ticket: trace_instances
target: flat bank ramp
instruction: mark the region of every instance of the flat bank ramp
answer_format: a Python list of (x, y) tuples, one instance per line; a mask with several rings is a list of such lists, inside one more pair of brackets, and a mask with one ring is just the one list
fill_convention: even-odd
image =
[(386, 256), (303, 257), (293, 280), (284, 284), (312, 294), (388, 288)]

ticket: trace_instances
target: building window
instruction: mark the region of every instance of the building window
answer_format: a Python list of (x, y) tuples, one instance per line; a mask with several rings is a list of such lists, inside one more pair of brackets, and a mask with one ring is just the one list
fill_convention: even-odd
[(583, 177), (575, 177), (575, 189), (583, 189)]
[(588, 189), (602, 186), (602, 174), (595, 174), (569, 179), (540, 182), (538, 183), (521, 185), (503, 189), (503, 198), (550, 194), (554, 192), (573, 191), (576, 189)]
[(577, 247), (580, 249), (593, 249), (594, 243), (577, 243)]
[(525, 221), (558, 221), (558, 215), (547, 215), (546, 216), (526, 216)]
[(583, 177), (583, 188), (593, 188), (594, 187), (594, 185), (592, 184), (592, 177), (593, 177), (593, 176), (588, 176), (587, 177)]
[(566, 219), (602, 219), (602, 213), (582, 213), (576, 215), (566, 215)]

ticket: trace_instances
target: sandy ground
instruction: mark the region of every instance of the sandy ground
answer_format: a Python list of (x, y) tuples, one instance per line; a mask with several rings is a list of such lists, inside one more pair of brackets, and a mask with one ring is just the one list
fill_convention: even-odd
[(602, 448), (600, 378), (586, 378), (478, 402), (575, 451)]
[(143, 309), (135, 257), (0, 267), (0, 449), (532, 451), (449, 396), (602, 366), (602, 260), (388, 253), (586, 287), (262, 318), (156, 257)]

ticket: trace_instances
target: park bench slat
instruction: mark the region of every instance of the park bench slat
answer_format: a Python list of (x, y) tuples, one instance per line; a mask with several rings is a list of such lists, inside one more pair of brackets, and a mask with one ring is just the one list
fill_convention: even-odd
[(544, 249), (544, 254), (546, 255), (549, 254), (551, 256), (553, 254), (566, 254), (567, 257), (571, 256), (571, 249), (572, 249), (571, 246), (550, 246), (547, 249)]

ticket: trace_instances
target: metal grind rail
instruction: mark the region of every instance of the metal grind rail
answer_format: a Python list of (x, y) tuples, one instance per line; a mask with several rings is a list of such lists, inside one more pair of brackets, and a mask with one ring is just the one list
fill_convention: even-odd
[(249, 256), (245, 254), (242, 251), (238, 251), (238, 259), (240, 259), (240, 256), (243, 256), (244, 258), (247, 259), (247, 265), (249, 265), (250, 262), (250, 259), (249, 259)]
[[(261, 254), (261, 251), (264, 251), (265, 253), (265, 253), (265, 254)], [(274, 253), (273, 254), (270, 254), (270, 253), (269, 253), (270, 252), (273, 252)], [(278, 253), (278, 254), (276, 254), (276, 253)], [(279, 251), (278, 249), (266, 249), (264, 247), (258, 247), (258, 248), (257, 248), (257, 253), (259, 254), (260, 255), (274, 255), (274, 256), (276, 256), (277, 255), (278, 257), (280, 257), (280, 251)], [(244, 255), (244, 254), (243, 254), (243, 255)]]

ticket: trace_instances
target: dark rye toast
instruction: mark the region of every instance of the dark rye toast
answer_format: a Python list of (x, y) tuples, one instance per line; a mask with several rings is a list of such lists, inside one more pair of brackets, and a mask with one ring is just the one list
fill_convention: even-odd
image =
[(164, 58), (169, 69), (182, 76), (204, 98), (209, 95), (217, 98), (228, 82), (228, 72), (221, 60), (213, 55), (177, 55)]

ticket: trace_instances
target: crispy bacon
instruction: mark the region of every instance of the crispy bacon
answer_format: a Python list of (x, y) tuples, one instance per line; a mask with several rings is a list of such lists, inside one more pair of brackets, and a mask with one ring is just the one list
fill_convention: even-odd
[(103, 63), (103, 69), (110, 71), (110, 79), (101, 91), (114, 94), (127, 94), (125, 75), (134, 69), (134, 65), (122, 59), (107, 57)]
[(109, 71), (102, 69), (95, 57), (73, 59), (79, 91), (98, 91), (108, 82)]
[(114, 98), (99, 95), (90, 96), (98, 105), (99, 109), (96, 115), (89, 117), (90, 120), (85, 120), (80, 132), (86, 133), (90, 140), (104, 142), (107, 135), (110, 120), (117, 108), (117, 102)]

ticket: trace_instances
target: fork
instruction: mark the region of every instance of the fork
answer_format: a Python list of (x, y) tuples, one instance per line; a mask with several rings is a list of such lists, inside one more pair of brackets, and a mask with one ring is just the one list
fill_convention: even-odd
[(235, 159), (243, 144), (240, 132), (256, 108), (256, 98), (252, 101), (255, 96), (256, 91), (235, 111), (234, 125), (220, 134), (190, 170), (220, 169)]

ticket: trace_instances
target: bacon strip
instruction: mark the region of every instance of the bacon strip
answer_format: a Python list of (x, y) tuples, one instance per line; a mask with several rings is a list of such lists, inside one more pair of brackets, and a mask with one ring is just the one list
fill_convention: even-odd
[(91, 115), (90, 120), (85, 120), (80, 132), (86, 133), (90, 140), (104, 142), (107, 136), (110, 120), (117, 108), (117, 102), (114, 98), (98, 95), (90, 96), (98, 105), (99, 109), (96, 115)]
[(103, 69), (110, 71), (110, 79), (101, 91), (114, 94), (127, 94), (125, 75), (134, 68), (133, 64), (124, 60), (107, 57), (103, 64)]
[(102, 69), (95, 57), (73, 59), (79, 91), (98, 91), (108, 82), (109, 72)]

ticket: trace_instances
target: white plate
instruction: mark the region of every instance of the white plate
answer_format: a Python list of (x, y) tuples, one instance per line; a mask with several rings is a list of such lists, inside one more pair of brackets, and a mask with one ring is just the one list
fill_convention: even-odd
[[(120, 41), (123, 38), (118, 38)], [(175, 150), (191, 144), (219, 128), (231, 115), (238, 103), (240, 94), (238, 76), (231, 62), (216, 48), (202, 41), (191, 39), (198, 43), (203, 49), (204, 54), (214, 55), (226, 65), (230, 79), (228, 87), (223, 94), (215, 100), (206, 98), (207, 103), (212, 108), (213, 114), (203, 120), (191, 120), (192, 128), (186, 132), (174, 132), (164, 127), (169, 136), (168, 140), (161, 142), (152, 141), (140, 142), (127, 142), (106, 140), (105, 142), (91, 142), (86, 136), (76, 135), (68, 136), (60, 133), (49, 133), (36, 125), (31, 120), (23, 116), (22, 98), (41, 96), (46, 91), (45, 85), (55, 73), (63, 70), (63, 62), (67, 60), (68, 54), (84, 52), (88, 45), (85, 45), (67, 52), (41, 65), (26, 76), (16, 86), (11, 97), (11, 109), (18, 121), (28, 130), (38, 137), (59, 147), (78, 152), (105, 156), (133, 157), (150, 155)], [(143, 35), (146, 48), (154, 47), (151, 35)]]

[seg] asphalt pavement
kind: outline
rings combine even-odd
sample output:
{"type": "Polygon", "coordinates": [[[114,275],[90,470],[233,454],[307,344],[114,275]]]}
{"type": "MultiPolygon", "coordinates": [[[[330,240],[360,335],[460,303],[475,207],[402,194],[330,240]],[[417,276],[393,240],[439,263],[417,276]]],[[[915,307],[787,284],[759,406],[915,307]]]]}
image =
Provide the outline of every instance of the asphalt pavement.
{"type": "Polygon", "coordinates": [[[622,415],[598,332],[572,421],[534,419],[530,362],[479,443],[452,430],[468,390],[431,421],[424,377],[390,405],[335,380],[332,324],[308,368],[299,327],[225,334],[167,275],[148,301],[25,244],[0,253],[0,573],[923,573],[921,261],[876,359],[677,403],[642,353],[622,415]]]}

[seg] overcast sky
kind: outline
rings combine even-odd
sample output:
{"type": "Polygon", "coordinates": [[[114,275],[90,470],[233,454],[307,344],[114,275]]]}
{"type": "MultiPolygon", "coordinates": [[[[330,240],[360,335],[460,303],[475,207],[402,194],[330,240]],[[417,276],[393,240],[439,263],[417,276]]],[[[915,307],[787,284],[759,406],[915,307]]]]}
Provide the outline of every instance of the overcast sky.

***

Starting at the beginning of the entries and ending with the line that contains "instruction: mark the region of every instance of the flat", quote those lines word for word.

• **Exercise result**
ticket: trace_instances
target: flat bank ramp
instruction: mark the region of every instance of the flat bank ramp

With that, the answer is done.